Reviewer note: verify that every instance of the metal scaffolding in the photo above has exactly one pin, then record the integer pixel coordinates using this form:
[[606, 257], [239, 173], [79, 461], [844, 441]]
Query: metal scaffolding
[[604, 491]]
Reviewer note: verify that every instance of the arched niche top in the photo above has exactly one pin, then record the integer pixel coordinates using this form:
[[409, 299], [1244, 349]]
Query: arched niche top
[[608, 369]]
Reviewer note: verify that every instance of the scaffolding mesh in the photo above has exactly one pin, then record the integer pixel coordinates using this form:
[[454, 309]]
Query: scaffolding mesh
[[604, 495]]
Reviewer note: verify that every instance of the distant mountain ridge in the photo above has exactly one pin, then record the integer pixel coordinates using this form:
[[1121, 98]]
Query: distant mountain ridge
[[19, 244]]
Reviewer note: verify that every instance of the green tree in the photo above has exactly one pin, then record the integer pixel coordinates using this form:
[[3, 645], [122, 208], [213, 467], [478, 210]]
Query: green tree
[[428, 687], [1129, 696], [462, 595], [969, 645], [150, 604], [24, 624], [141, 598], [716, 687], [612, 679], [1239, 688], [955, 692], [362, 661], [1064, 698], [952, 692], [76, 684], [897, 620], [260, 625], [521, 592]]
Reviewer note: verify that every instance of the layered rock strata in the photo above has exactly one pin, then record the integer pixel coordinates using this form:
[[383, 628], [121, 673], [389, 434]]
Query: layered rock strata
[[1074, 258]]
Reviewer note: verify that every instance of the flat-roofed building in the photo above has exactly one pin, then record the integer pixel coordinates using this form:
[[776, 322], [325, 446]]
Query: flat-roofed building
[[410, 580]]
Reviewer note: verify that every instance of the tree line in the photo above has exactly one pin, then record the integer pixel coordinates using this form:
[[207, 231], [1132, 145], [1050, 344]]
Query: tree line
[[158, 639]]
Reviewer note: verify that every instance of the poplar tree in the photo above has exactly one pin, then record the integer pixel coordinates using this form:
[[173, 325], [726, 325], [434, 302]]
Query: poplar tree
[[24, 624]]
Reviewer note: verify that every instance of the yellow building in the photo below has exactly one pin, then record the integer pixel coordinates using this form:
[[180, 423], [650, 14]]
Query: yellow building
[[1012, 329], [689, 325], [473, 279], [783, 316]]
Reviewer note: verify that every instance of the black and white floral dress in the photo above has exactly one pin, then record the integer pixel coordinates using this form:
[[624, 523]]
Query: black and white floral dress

> **Exercise instructions**
Report every line containing the string "white" in the material.

> **Answer for this exercise**
Reviewer note: verify that every instance of the black and white floral dress in the photo above has exactly one pin, then record the integer pixel coordinates using this form:
Query: black and white floral dress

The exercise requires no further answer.